TEXT EXCERPT —
::::::::
SARAH VINE: Dream of having it all is now nightmare of doing it all

The dream of having it all is now the nightmare of doing it all, says SARAH VINE as she reflects on 50 years of Femail

  • Women like Sarah Vine’s mother began to change things in the late Sixties 
  • Began to see they could have ambitions far beyond the boundaries of society
  • Mother carved out careers for herself, from librarian to translator to model

Fifty years ago, when the first issue of Femail hit news-stands, I was a one-year-old growing up in South Wales.

I was born into a world where women had little or no financial independence; where the idea of a woman going to university was still considered novel (indeed, my own mother set aside her own academic ambitions to look after me); where fewer than five per cent of MPs were female; where only 50 per cent of kitchens had a fridge; and when the average shoe size for a woman was a size three.

With my gigantic feet (even at birth they were so unusually large the nurses felt obliged to comment on them to my poor mother), I was clearly a harbinger of things to come.

By the age of 14 I was already a shoe size 7, prompting my maternal grandmother to say that it was a good job I was relatively bright, since with plates of meat like that no man was ever going to want to marry me.

She belonged, of course, to another age. An age where women cooked, cleaned and raised children, married as best they could, stayed in unhappy relationships because they had very few other options and spent their lives in service to their families.

The dream of having it all is now the nightmare of doing it all, says Sarah Vine, pictured last month on This Morning

Even in the notoriously testosterone-fuelled arena of politics, we are gaining ground. Pictured: Parliament in 1966, when just five per cent of MPs were female

But with my mother’s generation, all that began to change in earnest.

Of course, the signs had been there for a while. But the late Sixties and early Seventies was a time when the rumblings of ‘women’s liberation’ erupted into a full-throated roar.
::::::::
Recorded data

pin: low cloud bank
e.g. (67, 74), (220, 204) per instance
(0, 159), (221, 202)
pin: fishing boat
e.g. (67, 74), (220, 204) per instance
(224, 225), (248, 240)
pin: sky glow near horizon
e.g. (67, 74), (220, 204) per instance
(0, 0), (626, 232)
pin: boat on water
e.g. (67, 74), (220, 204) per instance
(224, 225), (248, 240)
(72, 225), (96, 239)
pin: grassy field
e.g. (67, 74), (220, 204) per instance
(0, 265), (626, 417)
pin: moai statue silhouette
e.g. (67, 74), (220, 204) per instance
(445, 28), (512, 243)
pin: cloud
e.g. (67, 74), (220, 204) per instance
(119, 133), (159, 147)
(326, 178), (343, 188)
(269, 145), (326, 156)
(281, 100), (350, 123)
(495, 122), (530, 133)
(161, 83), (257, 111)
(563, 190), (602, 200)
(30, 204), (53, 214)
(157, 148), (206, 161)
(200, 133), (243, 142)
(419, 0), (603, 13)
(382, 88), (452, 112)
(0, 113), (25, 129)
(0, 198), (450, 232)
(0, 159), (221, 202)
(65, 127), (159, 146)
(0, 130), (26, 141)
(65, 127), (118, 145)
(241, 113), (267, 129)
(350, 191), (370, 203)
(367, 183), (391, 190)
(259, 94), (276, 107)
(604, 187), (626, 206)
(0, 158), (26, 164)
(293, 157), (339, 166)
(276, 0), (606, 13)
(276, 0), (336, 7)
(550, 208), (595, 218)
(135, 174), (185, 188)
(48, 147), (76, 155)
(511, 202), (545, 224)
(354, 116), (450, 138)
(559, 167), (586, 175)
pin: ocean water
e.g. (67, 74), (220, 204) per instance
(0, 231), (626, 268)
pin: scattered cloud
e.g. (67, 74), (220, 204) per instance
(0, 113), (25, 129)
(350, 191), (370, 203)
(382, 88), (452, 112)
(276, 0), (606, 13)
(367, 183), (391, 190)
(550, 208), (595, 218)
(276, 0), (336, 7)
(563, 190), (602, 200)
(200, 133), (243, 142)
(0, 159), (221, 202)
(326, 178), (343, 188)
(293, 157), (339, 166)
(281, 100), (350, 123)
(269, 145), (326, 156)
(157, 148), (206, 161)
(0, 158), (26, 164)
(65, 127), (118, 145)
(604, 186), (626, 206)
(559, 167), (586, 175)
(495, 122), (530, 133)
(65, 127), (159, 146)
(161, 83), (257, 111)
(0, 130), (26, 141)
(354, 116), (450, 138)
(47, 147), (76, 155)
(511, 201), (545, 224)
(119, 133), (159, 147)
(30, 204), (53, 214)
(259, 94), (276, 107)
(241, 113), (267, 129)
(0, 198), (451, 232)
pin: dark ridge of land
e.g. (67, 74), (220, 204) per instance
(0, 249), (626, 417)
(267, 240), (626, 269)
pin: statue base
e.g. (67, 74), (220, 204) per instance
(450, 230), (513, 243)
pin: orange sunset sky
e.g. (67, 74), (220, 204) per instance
::::::::
TASKS —
[a] In the article about 50 years of Femail, what shoe size was Sarah Vine by the age of 14?
[b] Reproduce every line of the records from the one containing "pin: sky glow near horizon" through the one containing "(445, 28), (512, 243)", inclusive. Add 102 to each bounding-box coordinate in the answers, and leave the sample coordinates after "e.g." as they are.

ANSWERS FOR THE TASKS —
[a] A size 7.

[b]
pin: sky glow near horizon
e.g. (67, 74), (220, 204) per instance
(102, 102), (728, 334)
pin: boat on water
e.g. (67, 74), (220, 204) per instance
(326, 327), (350, 342)
(174, 327), (198, 341)
pin: grassy field
e.g. (67, 74), (220, 204) per instance
(102, 367), (728, 519)
pin: moai statue silhouette
e.g. (67, 74), (220, 204) per instance
(547, 130), (614, 345)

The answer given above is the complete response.